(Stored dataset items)
§ §

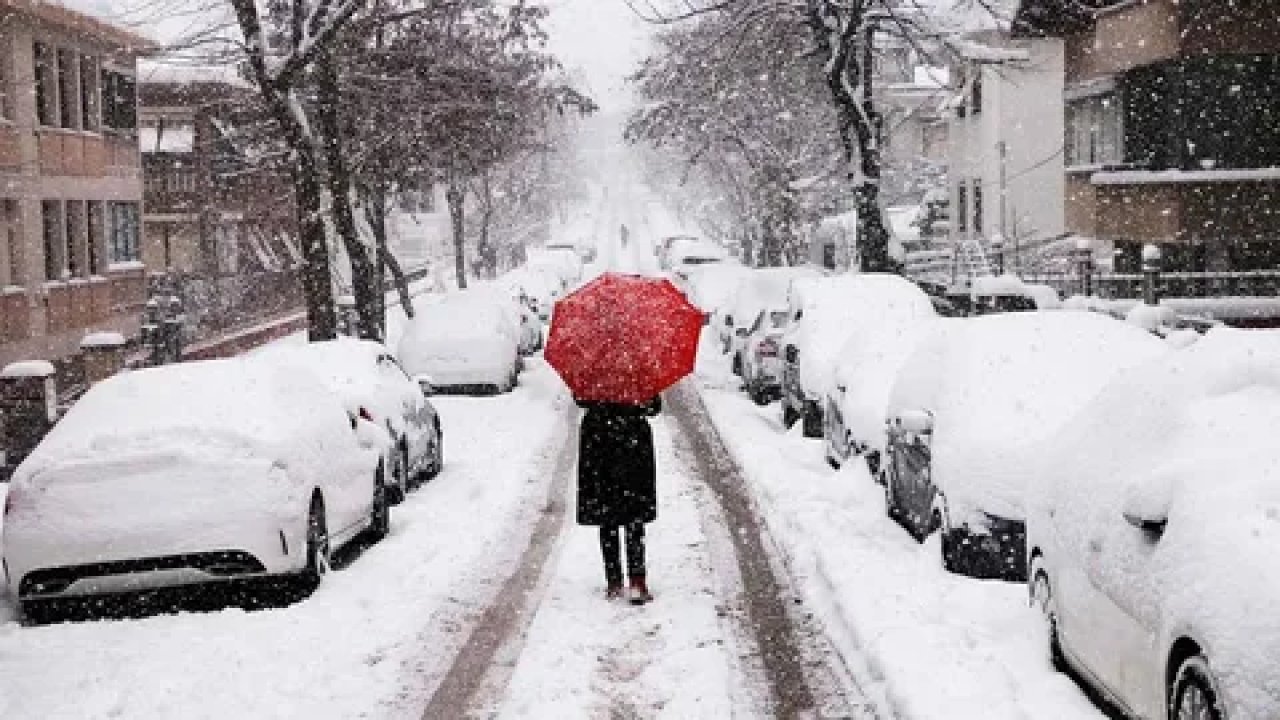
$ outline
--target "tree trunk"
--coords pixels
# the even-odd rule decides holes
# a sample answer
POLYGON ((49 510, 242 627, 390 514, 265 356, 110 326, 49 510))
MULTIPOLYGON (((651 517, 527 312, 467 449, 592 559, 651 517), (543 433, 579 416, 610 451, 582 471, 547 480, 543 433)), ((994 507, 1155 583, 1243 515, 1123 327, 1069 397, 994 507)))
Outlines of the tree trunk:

§ §

From the line holding "MULTIPOLYGON (((651 517, 527" down to the last line of the records above, restate each line exactly as written.

MULTIPOLYGON (((651 517, 527 312, 467 449, 592 559, 651 517), (543 433, 579 416, 610 451, 582 471, 547 480, 543 433)), ((994 507, 1155 583, 1243 515, 1123 327, 1069 397, 994 507)))
Outlines of the tree trunk:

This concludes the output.